Object pointing dataset records –

______________________________

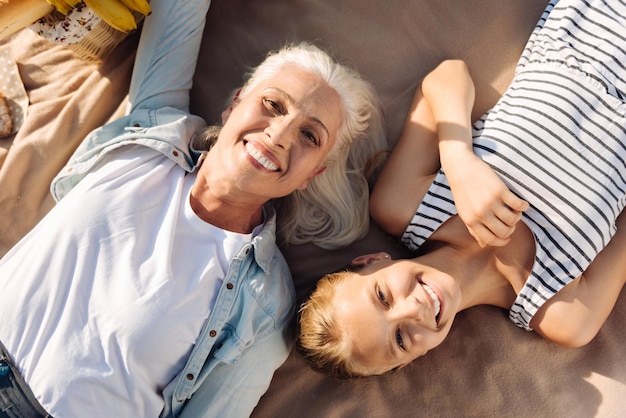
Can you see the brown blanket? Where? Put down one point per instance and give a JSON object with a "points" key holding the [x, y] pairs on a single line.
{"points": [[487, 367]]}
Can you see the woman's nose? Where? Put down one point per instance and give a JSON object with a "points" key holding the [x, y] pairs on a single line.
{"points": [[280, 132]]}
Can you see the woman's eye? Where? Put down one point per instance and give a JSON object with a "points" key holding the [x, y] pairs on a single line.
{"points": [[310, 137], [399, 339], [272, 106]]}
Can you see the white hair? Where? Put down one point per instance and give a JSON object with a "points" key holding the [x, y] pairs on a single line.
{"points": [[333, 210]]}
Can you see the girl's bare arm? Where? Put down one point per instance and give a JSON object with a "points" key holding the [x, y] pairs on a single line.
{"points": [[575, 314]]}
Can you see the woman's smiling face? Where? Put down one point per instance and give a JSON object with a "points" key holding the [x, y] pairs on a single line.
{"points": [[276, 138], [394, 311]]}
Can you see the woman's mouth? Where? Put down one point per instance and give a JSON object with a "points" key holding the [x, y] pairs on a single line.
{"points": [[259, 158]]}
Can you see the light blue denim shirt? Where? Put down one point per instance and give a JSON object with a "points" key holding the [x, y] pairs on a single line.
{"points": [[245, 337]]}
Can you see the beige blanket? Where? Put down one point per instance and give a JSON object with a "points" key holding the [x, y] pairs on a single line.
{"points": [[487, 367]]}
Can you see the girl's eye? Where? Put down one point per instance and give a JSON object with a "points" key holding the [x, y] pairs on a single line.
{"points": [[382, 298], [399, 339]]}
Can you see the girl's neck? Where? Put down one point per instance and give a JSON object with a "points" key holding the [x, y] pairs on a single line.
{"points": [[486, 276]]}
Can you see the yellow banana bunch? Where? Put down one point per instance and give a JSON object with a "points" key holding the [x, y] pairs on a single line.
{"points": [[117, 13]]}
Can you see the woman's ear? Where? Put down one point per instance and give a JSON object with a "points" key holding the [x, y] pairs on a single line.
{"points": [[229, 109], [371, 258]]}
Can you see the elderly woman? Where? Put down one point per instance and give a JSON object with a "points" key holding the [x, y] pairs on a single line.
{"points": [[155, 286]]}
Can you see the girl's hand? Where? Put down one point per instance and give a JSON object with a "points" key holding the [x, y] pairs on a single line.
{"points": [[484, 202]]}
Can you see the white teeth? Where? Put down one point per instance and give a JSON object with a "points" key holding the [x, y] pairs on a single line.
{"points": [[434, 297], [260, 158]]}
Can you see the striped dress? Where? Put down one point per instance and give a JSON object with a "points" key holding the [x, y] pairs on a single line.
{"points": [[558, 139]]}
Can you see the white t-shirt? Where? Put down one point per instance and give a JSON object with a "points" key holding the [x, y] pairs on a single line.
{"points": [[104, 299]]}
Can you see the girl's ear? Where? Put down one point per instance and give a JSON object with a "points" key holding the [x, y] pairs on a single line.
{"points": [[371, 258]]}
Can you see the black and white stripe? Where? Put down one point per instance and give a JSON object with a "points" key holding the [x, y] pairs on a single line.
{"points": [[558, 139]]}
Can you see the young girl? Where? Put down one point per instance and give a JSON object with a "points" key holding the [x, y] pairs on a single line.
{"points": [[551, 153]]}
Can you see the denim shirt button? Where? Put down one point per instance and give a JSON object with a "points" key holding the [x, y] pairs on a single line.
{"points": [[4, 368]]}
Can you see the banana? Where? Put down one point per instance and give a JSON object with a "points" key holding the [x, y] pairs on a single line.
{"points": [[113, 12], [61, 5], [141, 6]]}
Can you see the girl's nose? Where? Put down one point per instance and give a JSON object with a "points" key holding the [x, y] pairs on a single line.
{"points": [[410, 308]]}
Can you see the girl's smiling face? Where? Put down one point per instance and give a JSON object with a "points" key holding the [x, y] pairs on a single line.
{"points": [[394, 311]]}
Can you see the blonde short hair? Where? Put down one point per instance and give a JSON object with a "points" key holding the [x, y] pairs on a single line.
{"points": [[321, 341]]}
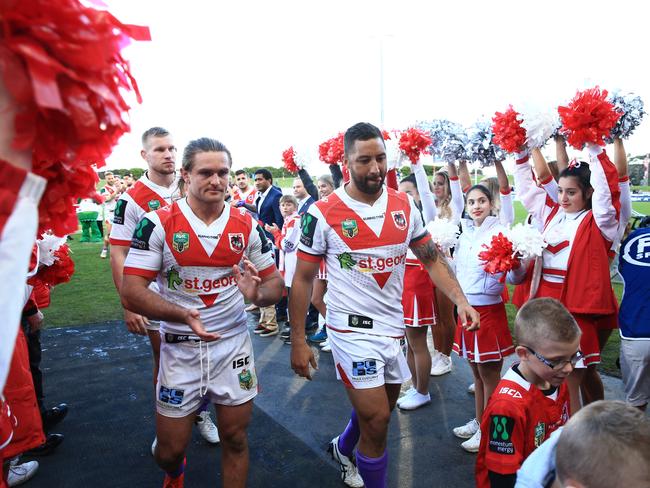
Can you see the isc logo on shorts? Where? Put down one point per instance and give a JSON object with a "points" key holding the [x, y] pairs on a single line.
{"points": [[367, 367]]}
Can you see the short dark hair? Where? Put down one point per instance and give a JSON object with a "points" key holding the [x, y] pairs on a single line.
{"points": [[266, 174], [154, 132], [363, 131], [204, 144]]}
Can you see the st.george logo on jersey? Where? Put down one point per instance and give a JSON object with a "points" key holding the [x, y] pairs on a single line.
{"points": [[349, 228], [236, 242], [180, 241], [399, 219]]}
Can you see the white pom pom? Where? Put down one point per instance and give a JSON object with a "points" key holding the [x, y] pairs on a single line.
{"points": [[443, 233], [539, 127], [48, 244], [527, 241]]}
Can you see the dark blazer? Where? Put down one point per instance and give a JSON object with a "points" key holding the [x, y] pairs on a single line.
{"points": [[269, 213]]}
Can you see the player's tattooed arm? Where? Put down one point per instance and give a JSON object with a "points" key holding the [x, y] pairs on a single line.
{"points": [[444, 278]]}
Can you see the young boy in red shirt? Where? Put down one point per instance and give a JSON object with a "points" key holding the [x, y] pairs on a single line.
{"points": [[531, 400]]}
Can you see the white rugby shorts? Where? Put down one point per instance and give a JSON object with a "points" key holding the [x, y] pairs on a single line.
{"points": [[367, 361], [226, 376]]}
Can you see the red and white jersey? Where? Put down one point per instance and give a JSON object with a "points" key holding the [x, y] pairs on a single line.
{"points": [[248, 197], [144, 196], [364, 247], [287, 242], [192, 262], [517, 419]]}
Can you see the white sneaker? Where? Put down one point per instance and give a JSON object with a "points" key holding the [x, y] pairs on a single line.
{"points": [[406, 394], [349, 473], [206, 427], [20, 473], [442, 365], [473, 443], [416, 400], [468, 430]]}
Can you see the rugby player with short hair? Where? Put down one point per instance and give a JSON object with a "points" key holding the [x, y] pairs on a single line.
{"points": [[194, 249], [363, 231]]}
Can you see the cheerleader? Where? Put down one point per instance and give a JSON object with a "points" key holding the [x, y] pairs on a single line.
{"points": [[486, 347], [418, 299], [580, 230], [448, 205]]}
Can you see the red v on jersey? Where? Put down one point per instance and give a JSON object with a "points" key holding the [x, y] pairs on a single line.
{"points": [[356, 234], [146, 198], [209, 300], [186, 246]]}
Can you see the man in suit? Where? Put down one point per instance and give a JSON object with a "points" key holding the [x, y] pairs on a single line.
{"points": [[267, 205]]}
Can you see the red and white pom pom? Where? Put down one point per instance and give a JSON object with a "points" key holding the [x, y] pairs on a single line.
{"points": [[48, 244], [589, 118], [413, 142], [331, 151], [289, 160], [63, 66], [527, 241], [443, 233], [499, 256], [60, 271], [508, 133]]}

______________________________

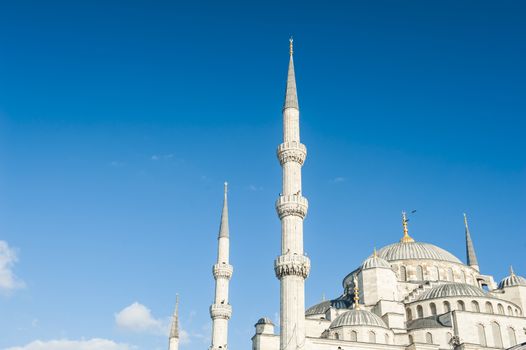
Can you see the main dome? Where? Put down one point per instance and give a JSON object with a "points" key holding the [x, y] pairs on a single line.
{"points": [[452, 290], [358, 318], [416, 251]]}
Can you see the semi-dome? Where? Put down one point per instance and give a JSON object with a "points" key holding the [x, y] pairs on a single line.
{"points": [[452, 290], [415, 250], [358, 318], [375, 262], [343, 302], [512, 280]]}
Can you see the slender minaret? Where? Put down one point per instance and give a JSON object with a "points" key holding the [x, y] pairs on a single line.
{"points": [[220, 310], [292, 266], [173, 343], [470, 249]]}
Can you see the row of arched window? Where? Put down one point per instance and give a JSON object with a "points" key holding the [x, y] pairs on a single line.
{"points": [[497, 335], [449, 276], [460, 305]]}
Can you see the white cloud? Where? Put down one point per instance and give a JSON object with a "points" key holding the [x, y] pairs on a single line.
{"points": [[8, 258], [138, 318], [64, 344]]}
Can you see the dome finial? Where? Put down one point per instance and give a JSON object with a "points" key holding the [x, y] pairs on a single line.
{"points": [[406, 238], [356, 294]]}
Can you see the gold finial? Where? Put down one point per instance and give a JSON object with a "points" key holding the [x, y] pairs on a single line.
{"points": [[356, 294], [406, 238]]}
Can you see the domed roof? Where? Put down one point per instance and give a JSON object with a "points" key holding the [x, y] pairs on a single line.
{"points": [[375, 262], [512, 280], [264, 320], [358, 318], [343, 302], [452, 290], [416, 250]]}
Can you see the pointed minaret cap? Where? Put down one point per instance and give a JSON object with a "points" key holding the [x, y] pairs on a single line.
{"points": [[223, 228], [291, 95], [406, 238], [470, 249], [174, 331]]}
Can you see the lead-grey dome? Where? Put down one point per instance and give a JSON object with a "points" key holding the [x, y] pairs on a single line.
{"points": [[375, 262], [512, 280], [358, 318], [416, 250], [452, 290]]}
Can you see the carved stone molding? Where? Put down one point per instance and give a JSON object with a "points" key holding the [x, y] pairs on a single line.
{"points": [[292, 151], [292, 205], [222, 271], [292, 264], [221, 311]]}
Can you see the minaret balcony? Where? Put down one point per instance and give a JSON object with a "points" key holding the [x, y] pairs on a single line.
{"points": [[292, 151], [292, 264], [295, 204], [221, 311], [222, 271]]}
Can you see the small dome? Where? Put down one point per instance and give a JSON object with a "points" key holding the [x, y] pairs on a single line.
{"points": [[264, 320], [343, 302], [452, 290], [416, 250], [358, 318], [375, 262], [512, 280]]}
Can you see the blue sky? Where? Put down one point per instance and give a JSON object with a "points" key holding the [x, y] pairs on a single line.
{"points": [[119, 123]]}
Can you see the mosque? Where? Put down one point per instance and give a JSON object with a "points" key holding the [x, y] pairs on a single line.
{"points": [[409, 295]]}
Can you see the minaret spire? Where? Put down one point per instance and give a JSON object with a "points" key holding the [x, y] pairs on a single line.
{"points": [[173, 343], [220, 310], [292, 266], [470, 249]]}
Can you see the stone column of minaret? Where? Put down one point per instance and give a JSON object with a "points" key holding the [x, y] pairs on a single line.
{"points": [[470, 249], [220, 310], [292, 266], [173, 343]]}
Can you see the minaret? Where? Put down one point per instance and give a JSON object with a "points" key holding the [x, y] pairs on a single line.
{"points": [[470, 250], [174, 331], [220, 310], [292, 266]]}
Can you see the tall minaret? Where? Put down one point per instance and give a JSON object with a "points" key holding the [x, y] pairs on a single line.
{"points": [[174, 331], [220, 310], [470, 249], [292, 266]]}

______________________________

Goal – Tally the lines in the records above that contain the word "stone", and give only that number.

Output of the exercise – 2